REQUIREMENT
Please convert every one of the records below into a JSON list of strings, with one string per line and any blank lines left out.

[Dataset entries]
============

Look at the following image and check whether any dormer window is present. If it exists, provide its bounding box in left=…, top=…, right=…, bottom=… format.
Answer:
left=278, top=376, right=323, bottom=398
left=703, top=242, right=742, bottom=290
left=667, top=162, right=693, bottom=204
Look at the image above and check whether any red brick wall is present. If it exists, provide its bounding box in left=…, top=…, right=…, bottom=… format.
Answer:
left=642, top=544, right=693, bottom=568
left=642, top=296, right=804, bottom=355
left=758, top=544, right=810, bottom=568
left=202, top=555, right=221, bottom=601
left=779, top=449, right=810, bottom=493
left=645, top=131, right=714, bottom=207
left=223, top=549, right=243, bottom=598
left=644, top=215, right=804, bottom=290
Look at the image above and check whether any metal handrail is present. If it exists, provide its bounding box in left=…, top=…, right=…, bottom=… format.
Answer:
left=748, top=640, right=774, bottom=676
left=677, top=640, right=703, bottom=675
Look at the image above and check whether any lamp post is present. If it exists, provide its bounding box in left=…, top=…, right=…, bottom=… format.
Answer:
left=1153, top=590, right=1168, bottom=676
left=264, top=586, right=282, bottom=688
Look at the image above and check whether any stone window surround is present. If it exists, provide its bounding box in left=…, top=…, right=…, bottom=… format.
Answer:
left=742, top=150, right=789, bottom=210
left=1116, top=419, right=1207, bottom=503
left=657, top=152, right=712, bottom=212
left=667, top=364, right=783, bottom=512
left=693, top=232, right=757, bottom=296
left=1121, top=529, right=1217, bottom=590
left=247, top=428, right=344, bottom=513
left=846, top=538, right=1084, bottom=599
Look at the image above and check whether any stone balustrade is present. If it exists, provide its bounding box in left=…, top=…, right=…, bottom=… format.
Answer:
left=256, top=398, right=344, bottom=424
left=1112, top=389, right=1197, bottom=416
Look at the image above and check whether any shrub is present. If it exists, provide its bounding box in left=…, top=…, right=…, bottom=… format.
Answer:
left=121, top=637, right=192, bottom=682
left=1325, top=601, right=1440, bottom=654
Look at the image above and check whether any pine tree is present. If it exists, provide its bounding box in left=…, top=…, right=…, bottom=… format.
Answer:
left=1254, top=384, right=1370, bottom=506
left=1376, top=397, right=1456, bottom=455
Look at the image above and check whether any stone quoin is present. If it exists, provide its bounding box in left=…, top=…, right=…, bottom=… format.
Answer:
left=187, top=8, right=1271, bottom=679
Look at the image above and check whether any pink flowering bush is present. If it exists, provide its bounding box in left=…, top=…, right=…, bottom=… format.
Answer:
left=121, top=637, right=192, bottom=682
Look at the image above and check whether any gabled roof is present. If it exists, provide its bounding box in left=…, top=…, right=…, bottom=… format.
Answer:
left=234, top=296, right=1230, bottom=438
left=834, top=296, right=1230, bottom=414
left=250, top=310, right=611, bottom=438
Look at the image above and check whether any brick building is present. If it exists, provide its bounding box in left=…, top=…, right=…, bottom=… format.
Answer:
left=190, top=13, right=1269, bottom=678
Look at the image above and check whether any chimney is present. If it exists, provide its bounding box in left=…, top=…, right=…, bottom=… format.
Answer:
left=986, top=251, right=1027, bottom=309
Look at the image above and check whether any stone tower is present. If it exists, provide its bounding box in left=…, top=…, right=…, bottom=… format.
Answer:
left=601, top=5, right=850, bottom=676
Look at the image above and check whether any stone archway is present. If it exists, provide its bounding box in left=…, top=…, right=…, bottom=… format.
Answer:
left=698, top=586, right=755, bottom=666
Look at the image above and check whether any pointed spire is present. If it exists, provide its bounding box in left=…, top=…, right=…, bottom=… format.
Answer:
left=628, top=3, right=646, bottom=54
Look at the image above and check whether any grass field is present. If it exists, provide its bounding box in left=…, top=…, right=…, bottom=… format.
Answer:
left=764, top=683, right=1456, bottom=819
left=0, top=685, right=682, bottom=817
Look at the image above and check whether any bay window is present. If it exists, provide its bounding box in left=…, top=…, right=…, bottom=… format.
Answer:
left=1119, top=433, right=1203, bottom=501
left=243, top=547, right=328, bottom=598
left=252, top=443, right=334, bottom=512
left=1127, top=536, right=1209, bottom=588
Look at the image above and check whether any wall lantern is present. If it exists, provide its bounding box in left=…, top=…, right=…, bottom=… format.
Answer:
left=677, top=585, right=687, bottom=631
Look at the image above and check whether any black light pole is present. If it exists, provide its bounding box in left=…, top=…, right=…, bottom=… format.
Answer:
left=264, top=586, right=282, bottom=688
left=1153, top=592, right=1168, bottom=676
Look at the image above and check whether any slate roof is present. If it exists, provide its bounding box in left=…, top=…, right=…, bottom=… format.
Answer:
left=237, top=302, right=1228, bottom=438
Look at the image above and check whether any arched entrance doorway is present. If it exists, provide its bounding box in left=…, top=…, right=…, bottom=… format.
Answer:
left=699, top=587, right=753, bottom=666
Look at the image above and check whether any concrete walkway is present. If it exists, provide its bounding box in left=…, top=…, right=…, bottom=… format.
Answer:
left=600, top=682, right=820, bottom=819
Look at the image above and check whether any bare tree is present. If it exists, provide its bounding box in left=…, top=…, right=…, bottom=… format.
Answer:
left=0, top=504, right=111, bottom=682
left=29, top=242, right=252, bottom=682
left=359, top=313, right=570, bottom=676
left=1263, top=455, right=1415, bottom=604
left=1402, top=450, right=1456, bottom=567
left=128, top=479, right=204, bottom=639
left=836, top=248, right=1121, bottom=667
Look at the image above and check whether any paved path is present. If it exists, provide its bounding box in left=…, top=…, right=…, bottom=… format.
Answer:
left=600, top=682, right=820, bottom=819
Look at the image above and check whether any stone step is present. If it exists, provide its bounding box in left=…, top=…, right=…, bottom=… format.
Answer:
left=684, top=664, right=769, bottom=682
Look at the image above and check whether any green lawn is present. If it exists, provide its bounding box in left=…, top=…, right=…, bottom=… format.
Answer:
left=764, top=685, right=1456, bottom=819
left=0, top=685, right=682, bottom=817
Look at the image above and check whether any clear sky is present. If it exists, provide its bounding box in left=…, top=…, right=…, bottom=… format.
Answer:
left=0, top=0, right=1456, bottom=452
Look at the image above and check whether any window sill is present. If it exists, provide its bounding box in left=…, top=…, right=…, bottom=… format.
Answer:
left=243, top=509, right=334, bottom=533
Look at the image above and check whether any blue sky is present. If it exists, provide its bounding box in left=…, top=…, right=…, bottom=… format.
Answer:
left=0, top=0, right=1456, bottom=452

============

RESULT OF THE EXERCISE
[
  "Look at the following image and check whether any dormer window is present. If it exists, provide its bounding box in left=…, top=…, right=…, bottom=… format.",
  "Answer:",
  "left=278, top=376, right=323, bottom=398",
  "left=703, top=242, right=742, bottom=290",
  "left=667, top=162, right=693, bottom=204",
  "Look at the image above and check whether any red brick wall is present. If it exists, provide its bounding box in left=…, top=…, right=…, bottom=… format.",
  "Answer:",
  "left=642, top=544, right=693, bottom=568",
  "left=642, top=296, right=804, bottom=355",
  "left=758, top=544, right=810, bottom=568",
  "left=202, top=555, right=221, bottom=601",
  "left=779, top=449, right=810, bottom=493",
  "left=645, top=131, right=714, bottom=207",
  "left=223, top=549, right=243, bottom=598",
  "left=644, top=215, right=804, bottom=290",
  "Look at the image above and check whether any metal handrail is present. If it exists, provide its bounding box in left=…, top=…, right=…, bottom=… format.",
  "Answer:",
  "left=748, top=640, right=774, bottom=676",
  "left=677, top=640, right=703, bottom=675",
  "Look at the image above and check whether any lamp post is present. If it exists, provide its bounding box in left=…, top=…, right=…, bottom=… format.",
  "Answer:",
  "left=1153, top=590, right=1168, bottom=676",
  "left=264, top=586, right=282, bottom=688",
  "Look at the image above and check whether any stone window surround is present. If it exists, provide its bounding box in left=…, top=…, right=…, bottom=… format.",
  "Answer:",
  "left=742, top=150, right=789, bottom=210",
  "left=1116, top=419, right=1207, bottom=503",
  "left=657, top=152, right=712, bottom=212",
  "left=667, top=364, right=783, bottom=512",
  "left=693, top=232, right=757, bottom=296",
  "left=1121, top=529, right=1217, bottom=590",
  "left=247, top=428, right=344, bottom=513",
  "left=846, top=538, right=1084, bottom=599",
  "Look at the image above and check whether any stone balustrade is present. If it exists, provide its bounding box in left=…, top=…, right=…, bottom=… format.",
  "Answer:",
  "left=256, top=398, right=344, bottom=424",
  "left=1112, top=389, right=1197, bottom=416",
  "Look at the image above and check whether any shrub is present. If it exists, provide its bounding box in left=…, top=…, right=…, bottom=… format.",
  "Answer:",
  "left=121, top=637, right=192, bottom=682",
  "left=1325, top=601, right=1440, bottom=654",
  "Look at the image above and check whether any pine tree is present. If it exists, provide its bounding box in left=…, top=…, right=…, bottom=… format.",
  "Answer:",
  "left=1254, top=384, right=1370, bottom=506",
  "left=1376, top=397, right=1456, bottom=455",
  "Look at the image above and check whether any stone quoin is present. If it exists, provide its bounding box in left=…, top=…, right=…, bottom=… format.",
  "Answer:",
  "left=187, top=8, right=1271, bottom=679",
  "Look at the image above and check whether any pink flowering bush is present. If it exists, provide its bounding box in left=…, top=…, right=…, bottom=… format.",
  "Answer:",
  "left=121, top=637, right=192, bottom=682",
  "Look at the image above and check whether any gabled roof is present. If it exists, provide its bounding box in left=…, top=…, right=…, bottom=… format.",
  "Answer:",
  "left=234, top=296, right=1230, bottom=438",
  "left=834, top=296, right=1230, bottom=414",
  "left=250, top=310, right=611, bottom=438",
  "Look at the image above and check whether any brick building is present. If it exists, provide its bounding box in left=…, top=…, right=…, bottom=… format.",
  "Answer:",
  "left=190, top=13, right=1269, bottom=678",
  "Look at the image above and check whether any chimney is present. If it exists, provide its bounding box in left=…, top=…, right=…, bottom=… format.",
  "Answer:",
  "left=986, top=251, right=1027, bottom=309",
  "Look at the image above and check whether any stone tower is present. If it exists, provide its bounding box in left=…, top=…, right=…, bottom=… format.",
  "Answer:",
  "left=601, top=5, right=850, bottom=676",
  "Look at the image above and check whether any stone archway is present. If it exists, provide its bounding box in left=…, top=…, right=…, bottom=… format.",
  "Answer:",
  "left=698, top=586, right=755, bottom=666",
  "Look at the image above and check whether any pointed spire is present. If it exists, provide its bounding box in left=…, top=…, right=…, bottom=… format.",
  "Answer:",
  "left=628, top=3, right=646, bottom=54",
  "Look at the image above and check whether any grass field is present. If it exists, provide its bounding box in left=…, top=…, right=…, bottom=… format.",
  "Answer:",
  "left=764, top=683, right=1456, bottom=819",
  "left=0, top=685, right=682, bottom=817",
  "Look at the image above and check whether any bay window is present. If it exists, provide its bounding box in left=…, top=…, right=…, bottom=… format.",
  "Answer:",
  "left=1119, top=433, right=1203, bottom=501",
  "left=243, top=547, right=328, bottom=598",
  "left=252, top=443, right=334, bottom=512",
  "left=1127, top=536, right=1209, bottom=588",
  "Look at the image above and check whether any wall lantern is present. If it exists, provide its bounding box in left=…, top=…, right=…, bottom=… format.",
  "Answer:",
  "left=677, top=585, right=687, bottom=631",
  "Look at the image above and check whether any black light pole is present. If it exists, provide its bounding box in left=…, top=…, right=…, bottom=… format.",
  "Answer:",
  "left=264, top=586, right=282, bottom=688",
  "left=1153, top=592, right=1168, bottom=676",
  "Look at the image above and check whether any slate roof is present. If it exists, provide its bounding box in left=…, top=…, right=…, bottom=… format.",
  "Answer:",
  "left=237, top=302, right=1228, bottom=438",
  "Look at the image above and check whether any arched entrance doorway is present. If it exists, provide its bounding box in left=…, top=…, right=…, bottom=… format.",
  "Answer:",
  "left=699, top=587, right=753, bottom=666",
  "Look at the image above and check whether any concrete walkway is present. If it exists, provide its bounding box in left=…, top=…, right=…, bottom=… format.",
  "Answer:",
  "left=600, top=682, right=820, bottom=819",
  "Look at the image above and check whether any bare tree is present. If it exists, provide its bounding box in left=…, top=…, right=…, bottom=… format.",
  "Answer:",
  "left=0, top=504, right=111, bottom=682",
  "left=29, top=242, right=252, bottom=682",
  "left=359, top=313, right=570, bottom=676",
  "left=1263, top=455, right=1415, bottom=604",
  "left=1402, top=450, right=1456, bottom=567",
  "left=128, top=479, right=204, bottom=639",
  "left=836, top=248, right=1121, bottom=667",
  "Look at the image above and check whether any paved path is present. If it exists, provide its bounding box in left=…, top=…, right=…, bottom=… format.",
  "Answer:",
  "left=600, top=682, right=820, bottom=819",
  "Look at the image above and check whether any stone step is present. If it exists, provide its bounding box in left=…, top=…, right=…, bottom=… format.",
  "Answer:",
  "left=684, top=664, right=769, bottom=682",
  "Look at the image above and check whether any green lawn is present. If it exists, provide its bounding box in left=…, top=…, right=…, bottom=… format.",
  "Answer:",
  "left=764, top=685, right=1456, bottom=819",
  "left=0, top=685, right=682, bottom=817",
  "Look at the image above and check whether any clear sky is present. If it exists, provide its bounding box in left=…, top=…, right=…, bottom=… format.",
  "Answer:",
  "left=0, top=0, right=1456, bottom=452",
  "Look at the image above and check whether any window sill is present. If it exists, provide its bounding box in left=…, top=…, right=…, bottom=… format.",
  "Answer:",
  "left=243, top=509, right=334, bottom=533",
  "Look at the image above and check whether any blue sky is present. If it exists, provide its bounding box in left=…, top=…, right=…, bottom=… format.",
  "Answer:",
  "left=0, top=0, right=1456, bottom=452"
]